_PROBLEM DETAILS_.
How many lines in the items contain the word "every", with case counting? Reply with the number alone.

_DATA TO USE_.
◇ ◇ ◇

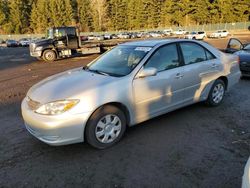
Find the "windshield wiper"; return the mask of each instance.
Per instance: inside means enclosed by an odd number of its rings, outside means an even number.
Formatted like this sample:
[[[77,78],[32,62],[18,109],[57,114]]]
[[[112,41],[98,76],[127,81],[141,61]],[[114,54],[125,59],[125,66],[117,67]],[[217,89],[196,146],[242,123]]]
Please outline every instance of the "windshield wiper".
[[[101,75],[105,75],[105,76],[110,76],[106,72],[102,72],[102,71],[95,70],[95,69],[89,69],[88,67],[84,67],[84,70],[87,70],[87,71],[90,71],[90,72],[94,72],[94,73],[97,73],[97,74],[101,74]]]

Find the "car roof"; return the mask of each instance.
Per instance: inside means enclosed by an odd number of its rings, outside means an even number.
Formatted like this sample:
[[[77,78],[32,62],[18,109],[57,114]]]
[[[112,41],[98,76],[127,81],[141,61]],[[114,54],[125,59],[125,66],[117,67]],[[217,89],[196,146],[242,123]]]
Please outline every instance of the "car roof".
[[[170,42],[181,42],[181,41],[190,41],[186,39],[154,39],[154,40],[141,40],[134,42],[126,42],[120,44],[120,46],[142,46],[142,47],[154,47],[156,45],[167,44]]]

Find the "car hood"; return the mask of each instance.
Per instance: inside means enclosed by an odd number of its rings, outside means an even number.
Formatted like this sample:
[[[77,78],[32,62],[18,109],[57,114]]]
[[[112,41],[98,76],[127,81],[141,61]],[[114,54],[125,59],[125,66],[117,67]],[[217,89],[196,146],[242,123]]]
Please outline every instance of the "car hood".
[[[42,80],[30,88],[27,96],[43,104],[56,100],[74,99],[74,97],[79,99],[82,93],[104,86],[115,79],[117,78],[77,68]]]
[[[250,50],[240,50],[235,52],[235,54],[240,57],[241,62],[250,62]]]

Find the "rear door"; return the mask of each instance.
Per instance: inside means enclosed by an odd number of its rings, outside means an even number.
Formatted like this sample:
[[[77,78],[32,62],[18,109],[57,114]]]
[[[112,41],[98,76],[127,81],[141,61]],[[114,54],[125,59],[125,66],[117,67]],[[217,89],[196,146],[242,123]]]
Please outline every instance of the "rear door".
[[[194,42],[181,42],[184,72],[184,100],[188,103],[203,99],[205,87],[222,69],[216,57],[203,46]]]

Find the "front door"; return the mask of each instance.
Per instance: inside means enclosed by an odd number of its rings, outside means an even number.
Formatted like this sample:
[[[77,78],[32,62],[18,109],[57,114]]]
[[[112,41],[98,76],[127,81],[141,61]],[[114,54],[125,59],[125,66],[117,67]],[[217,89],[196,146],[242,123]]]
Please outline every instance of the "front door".
[[[183,100],[183,67],[175,43],[157,49],[143,66],[149,67],[157,69],[156,76],[133,81],[137,122],[165,113]]]
[[[193,103],[204,99],[208,83],[214,80],[222,69],[220,62],[204,47],[194,42],[181,42],[184,59],[184,100]]]

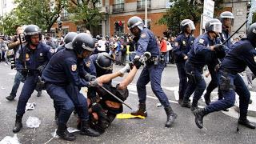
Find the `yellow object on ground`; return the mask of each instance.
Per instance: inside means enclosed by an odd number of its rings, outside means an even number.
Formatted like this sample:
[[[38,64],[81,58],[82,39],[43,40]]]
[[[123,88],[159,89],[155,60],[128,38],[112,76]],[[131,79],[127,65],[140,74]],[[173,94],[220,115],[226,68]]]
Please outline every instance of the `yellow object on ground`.
[[[118,119],[129,119],[129,118],[142,118],[142,119],[145,119],[144,116],[141,116],[141,115],[132,115],[130,113],[130,114],[117,114],[116,117]]]

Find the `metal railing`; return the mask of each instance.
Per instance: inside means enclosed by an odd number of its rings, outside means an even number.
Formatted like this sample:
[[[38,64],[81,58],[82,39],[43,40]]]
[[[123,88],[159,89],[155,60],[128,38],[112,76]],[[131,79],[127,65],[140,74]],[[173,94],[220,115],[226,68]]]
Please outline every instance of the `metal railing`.
[[[137,0],[137,10],[145,10],[145,1],[146,0]],[[147,0],[147,8],[151,8],[151,0]]]
[[[113,13],[122,13],[125,10],[125,3],[118,3],[113,5]]]

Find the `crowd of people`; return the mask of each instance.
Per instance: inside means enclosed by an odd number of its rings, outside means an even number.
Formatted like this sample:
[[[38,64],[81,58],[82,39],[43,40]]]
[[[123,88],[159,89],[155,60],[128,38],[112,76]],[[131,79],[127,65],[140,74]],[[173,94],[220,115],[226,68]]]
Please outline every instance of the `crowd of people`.
[[[43,42],[38,26],[28,25],[24,30],[18,27],[17,35],[5,48],[13,50],[13,64],[17,70],[11,93],[6,99],[14,100],[20,82],[24,82],[13,131],[18,133],[22,128],[26,104],[33,91],[37,90],[40,96],[45,89],[53,99],[57,134],[60,138],[68,141],[75,139],[67,131],[66,126],[74,110],[78,114],[77,127],[80,134],[99,136],[115,116],[122,112],[122,104],[129,96],[127,86],[142,64],[145,66],[136,84],[138,110],[131,114],[147,117],[146,85],[150,82],[152,91],[166,113],[165,126],[171,127],[178,114],[161,86],[162,74],[168,63],[177,66],[178,103],[190,108],[198,128],[203,127],[203,118],[206,114],[226,110],[234,106],[237,93],[240,100],[238,123],[255,129],[246,118],[250,91],[238,73],[248,66],[251,75],[256,74],[256,23],[250,26],[246,38],[231,43],[229,38],[233,22],[233,14],[223,12],[220,19],[213,18],[206,22],[203,34],[194,38],[194,22],[185,19],[180,23],[181,33],[177,37],[160,38],[144,27],[139,17],[134,16],[127,22],[132,35],[111,38],[97,35],[94,38],[89,31],[70,32],[58,47],[52,45],[49,37]],[[114,73],[114,63],[124,67]],[[205,66],[211,76],[207,88],[202,75]],[[114,86],[112,79],[125,73],[128,74]],[[86,98],[80,93],[82,87],[88,88]],[[218,100],[211,102],[210,93],[216,87]],[[203,97],[207,106],[198,108],[198,100],[205,90]]]

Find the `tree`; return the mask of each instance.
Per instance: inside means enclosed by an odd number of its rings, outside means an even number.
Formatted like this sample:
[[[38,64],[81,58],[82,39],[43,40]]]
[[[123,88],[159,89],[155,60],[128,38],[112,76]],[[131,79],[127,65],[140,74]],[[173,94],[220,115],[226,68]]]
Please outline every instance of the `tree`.
[[[50,32],[68,0],[15,0],[14,14],[23,25],[34,24]]]
[[[98,26],[102,19],[97,4],[99,0],[70,0],[67,11],[71,14],[70,19],[77,25],[83,25],[87,30]]]
[[[196,25],[199,23],[203,9],[203,0],[170,0],[172,2],[166,14],[158,22],[166,24],[173,35],[179,33],[179,24],[183,19],[191,19]],[[222,9],[223,0],[215,0],[214,10]]]
[[[252,15],[252,22],[251,23],[254,23],[254,22],[256,22],[256,12],[254,12],[253,15]]]
[[[15,34],[16,28],[19,26],[17,17],[14,14],[13,11],[6,14],[0,19],[0,30],[2,34],[6,35],[14,35]]]

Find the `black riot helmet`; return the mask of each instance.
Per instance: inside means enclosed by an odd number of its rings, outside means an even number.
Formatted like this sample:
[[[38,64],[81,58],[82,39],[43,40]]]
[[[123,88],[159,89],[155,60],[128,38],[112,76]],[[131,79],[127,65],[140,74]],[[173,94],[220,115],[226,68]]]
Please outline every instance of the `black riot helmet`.
[[[112,70],[112,60],[110,55],[106,52],[99,53],[96,59],[97,66],[103,70]]]
[[[85,50],[94,51],[94,42],[90,34],[80,33],[72,41],[72,46],[77,54],[82,54]]]
[[[144,23],[142,18],[137,16],[134,16],[129,18],[127,26],[130,30],[135,26],[142,30],[144,28]]]
[[[190,19],[184,19],[183,21],[181,22],[181,24],[180,24],[182,33],[185,32],[186,28],[187,26],[189,26],[191,30],[195,30],[195,26],[193,21],[191,21]]]
[[[222,23],[222,25],[225,25],[224,24],[225,23],[224,20],[227,19],[228,22],[230,22],[229,25],[230,26],[233,26],[233,24],[234,24],[234,14],[231,12],[224,11],[220,14],[219,17],[220,17],[219,18],[220,18],[220,21]]]
[[[215,34],[222,33],[222,22],[216,18],[212,18],[206,23],[206,31],[214,32]]]
[[[30,37],[32,35],[39,34],[39,40],[42,39],[41,30],[36,25],[28,25],[27,26],[26,26],[23,34],[25,35],[26,42],[29,43],[31,43]]]
[[[256,46],[256,22],[251,24],[246,31],[248,40],[253,44],[253,46]]]
[[[65,47],[72,50],[72,41],[78,34],[75,32],[69,32],[64,38]]]

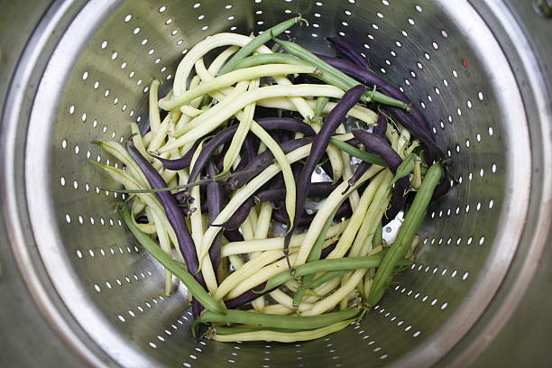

◇ ◇ ◇

_WRITTEN RESPONSE_.
10